### [Exercise objective]
The answer is all of the data, repeated exactly.

Records from a collection:
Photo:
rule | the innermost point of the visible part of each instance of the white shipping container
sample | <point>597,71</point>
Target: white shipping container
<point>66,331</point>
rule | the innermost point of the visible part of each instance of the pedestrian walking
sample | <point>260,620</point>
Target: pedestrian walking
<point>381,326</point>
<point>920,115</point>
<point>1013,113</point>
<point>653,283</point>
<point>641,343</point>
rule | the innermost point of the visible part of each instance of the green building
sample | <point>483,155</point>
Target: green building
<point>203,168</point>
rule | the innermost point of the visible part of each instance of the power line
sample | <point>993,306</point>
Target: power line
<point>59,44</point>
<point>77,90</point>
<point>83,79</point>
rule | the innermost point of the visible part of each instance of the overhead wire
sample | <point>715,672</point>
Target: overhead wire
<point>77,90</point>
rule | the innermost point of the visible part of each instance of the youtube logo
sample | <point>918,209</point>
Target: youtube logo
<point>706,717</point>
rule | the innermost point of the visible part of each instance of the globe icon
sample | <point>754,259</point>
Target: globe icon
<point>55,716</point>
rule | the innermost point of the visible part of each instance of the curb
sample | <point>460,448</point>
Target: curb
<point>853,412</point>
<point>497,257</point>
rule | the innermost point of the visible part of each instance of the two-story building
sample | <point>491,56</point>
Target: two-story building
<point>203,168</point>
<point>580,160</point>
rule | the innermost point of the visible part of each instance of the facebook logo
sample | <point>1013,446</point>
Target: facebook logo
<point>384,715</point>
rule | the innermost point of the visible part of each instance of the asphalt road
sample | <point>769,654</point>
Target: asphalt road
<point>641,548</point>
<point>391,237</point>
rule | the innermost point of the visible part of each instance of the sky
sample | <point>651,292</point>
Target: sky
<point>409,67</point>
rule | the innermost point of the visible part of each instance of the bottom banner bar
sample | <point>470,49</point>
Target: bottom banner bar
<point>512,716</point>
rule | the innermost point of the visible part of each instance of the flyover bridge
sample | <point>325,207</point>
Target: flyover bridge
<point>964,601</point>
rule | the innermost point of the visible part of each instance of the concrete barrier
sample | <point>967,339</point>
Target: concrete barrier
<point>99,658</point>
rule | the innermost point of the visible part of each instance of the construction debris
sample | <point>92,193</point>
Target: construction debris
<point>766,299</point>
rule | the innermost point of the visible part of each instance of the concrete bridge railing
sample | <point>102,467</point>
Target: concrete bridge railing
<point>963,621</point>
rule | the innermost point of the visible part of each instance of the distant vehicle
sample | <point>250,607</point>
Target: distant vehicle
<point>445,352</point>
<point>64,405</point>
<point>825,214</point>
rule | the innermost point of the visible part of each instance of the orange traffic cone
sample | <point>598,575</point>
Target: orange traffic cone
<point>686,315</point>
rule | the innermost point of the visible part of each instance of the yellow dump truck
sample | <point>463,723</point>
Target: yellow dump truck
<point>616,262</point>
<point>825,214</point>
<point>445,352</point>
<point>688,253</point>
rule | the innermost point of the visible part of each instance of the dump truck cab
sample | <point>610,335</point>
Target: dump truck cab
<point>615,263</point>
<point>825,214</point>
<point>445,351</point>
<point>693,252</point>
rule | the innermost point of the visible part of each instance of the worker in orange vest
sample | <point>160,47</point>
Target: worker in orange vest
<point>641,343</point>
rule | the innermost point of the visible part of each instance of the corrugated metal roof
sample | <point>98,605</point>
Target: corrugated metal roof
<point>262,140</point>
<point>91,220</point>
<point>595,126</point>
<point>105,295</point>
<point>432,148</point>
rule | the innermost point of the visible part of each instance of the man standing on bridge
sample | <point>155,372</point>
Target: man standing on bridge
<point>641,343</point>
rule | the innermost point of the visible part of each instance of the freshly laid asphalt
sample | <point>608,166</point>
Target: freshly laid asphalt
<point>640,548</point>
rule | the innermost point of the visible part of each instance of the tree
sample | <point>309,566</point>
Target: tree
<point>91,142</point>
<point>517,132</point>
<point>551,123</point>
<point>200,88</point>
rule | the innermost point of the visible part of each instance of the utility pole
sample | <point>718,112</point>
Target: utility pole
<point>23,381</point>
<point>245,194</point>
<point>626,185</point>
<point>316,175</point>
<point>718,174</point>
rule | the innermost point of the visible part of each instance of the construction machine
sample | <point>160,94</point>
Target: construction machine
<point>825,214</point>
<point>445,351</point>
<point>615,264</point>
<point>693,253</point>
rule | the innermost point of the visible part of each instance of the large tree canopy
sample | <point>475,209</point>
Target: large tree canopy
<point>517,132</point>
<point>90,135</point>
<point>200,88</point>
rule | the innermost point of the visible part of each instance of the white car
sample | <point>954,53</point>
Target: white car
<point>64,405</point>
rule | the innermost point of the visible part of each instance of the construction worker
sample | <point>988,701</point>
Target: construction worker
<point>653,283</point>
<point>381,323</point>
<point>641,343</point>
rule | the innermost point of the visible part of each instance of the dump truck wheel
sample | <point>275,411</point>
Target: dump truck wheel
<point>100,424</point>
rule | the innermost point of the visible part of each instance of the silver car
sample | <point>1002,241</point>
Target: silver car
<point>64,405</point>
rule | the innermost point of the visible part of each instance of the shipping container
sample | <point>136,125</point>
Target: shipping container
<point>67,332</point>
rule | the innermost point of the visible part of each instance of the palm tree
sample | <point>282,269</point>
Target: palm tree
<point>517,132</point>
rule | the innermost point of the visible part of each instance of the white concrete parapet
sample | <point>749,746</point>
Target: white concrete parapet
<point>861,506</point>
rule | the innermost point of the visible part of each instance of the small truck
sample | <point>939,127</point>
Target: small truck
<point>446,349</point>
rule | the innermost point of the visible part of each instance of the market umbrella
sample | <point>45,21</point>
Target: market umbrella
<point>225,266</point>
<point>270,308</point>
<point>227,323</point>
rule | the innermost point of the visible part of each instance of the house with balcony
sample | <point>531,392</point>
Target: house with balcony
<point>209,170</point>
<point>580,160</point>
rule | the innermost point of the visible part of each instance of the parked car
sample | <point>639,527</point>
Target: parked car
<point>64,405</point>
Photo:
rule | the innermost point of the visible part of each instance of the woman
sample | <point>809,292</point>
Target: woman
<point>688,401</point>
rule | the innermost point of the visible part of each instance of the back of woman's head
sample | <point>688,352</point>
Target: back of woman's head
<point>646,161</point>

### [Output of the task]
Photo:
rule | the innermost point of the visible part of each instance of the white shipping container
sample | <point>597,71</point>
Target: white shipping container
<point>66,331</point>
rule | the innermost point of the visible part of each instance of the pedestrian walking
sample | <point>260,620</point>
Target: pedestrian walking
<point>381,326</point>
<point>920,115</point>
<point>1013,113</point>
<point>653,283</point>
<point>641,343</point>
rule | the innermost point of the visible part of each instance of the green building
sample | <point>483,155</point>
Target: green building
<point>203,168</point>
rule | the innermost point of the visible part of each instance of the power line
sample | <point>993,306</point>
Target: power line
<point>59,44</point>
<point>77,90</point>
<point>83,79</point>
rule | the innermost point of the visible part of each instance of the overhead wire
sample | <point>715,672</point>
Target: overhead wire
<point>77,90</point>
rule | the innermost point of the visible part of each instance of the youtube logo
sample | <point>918,209</point>
Target: youtube logo
<point>706,717</point>
rule | the innermost point of the visible part of each instance of the globe icon
sample | <point>754,259</point>
Target: globe icon
<point>55,716</point>
rule | the innermost point of the visible part of each instance of the curb
sample | <point>460,448</point>
Target: curb
<point>853,412</point>
<point>497,257</point>
rule | the innermost point of the visible part of each instance of the two-story building
sample | <point>491,56</point>
Target: two-story building
<point>203,168</point>
<point>580,160</point>
rule | the innermost point of the visible part of each instance of the facebook logo
sample | <point>1013,446</point>
Target: facebook logo
<point>384,715</point>
rule | the innermost point of the visible part of each instance of the asphalt road
sample | <point>769,654</point>
Target: asphalt road
<point>641,548</point>
<point>391,237</point>
rule | the innermost point of the visible part of each instance of the sky
sample | <point>651,292</point>
Target: sky
<point>409,67</point>
rule | the innermost point of the visible part of each instance of the bottom banner bar
sample | <point>470,49</point>
Target: bottom banner bar
<point>512,716</point>
rule | the innermost point of the visible part of each instance of the flyover bridge
sample | <point>325,207</point>
Target: flyover bridge
<point>964,601</point>
rule | the innermost point of the visible part of each instance of the concrete barrier
sample | <point>967,339</point>
Target: concrete barrier
<point>99,658</point>
rule | the innermost point of the visible part of each instance of the construction debris
sample | <point>92,193</point>
Target: construction debris
<point>766,299</point>
rule | the innermost point of the visible part of each instance of the concrete bridge railing
sample | <point>102,467</point>
Target: concrete bridge railing
<point>963,621</point>
rule | the innermost point of the visible part of each instance of the distant vehicle
sample | <point>250,607</point>
Target: distant vehicle
<point>445,352</point>
<point>64,405</point>
<point>825,214</point>
rule | the innermost point of the visible part of each instance of the orange traffic cone
sample | <point>598,575</point>
Target: orange traffic cone
<point>686,315</point>
rule | the innermost point of the visible part of each instance of the yellow dump truck
sample | <point>463,723</point>
Target: yellow dump truck
<point>616,262</point>
<point>825,214</point>
<point>445,352</point>
<point>688,253</point>
rule | the innermost point of the visible part of each instance of the dump truck cab
sample | <point>610,335</point>
Target: dump truck cab
<point>615,263</point>
<point>825,214</point>
<point>445,351</point>
<point>693,252</point>
rule | the innermost point of the visible part of each instance of the worker in orange vest
sample | <point>160,47</point>
Target: worker in orange vest
<point>641,343</point>
rule | the innermost point of the visible part of each instance of the corrugated metal roof
sample | <point>98,605</point>
Target: corrugated metal roof
<point>262,140</point>
<point>91,220</point>
<point>595,126</point>
<point>105,295</point>
<point>432,148</point>
rule | the innermost point of the visible part of each instance of the man standing on bridge
sample | <point>155,372</point>
Target: man standing on bridge
<point>641,343</point>
rule | the innermost point of the visible part of each instance of the freshly laid asphalt
sample | <point>608,166</point>
Target: freshly laid asphalt
<point>640,548</point>
rule | the innermost point of the visible part of each instance of the tree
sample | <point>309,566</point>
Target: tree
<point>91,142</point>
<point>517,132</point>
<point>551,123</point>
<point>200,88</point>
rule | the innermost point of the visible part of each instance of the utility pole
sample | <point>718,112</point>
Target: utility pole
<point>23,381</point>
<point>245,194</point>
<point>626,185</point>
<point>316,175</point>
<point>718,174</point>
rule | the innermost point of the visible part of each instance of the construction machine
sample | <point>160,94</point>
Target: construction machine
<point>825,214</point>
<point>445,351</point>
<point>615,264</point>
<point>693,253</point>
rule | the innermost point of the visible part of each instance of the large tree canopy
sample | <point>475,209</point>
Target: large tree canopy
<point>517,132</point>
<point>90,135</point>
<point>200,88</point>
rule | the innermost point of the visible part of each instance of the white car
sample | <point>954,53</point>
Target: white car
<point>64,405</point>
rule | the innermost point of the visible part of each instance of the construction worker
sample | <point>988,701</point>
Target: construction worker
<point>653,283</point>
<point>381,323</point>
<point>641,343</point>
rule | the innermost point of the visible part of each instance of the dump truck wheel
sample | <point>275,411</point>
Target: dump truck wheel
<point>100,424</point>
rule | the innermost point of the visible part of each instance of the silver car
sample | <point>1002,241</point>
Target: silver car
<point>64,405</point>
rule | the innermost point of the visible part of each instance of the shipping container
sample | <point>136,125</point>
Target: shipping container
<point>67,332</point>
rule | the innermost point of the visible part of each instance of the palm tree
sample | <point>282,269</point>
Target: palm tree
<point>517,132</point>
rule | the innermost point of the visible part of each instance of the white concrete parapet
sample | <point>749,746</point>
Target: white concrete parapet
<point>861,506</point>
rule | the innermost point of the visible part of each instance of the small truck
sample | <point>939,127</point>
Target: small truck
<point>446,349</point>
rule | the innermost point of the visible part of each instance of the market umbrella
sample | <point>45,21</point>
Target: market umbrella
<point>225,266</point>
<point>270,308</point>
<point>227,323</point>
rule | the innermost point of the visible part of each instance of the house with balcony
sample | <point>531,392</point>
Target: house with balcony
<point>209,170</point>
<point>580,160</point>
rule | the innermost point of the visible part of each instance of the parked car
sample | <point>639,527</point>
Target: parked car
<point>64,405</point>
Photo:
rule | the innermost point of the visible part of each instance of the woman
sample | <point>809,292</point>
Target: woman
<point>688,401</point>
rule | the innermost point of the visible part of each instance of the back of woman's head
sample | <point>688,352</point>
Target: back of woman's head
<point>646,161</point>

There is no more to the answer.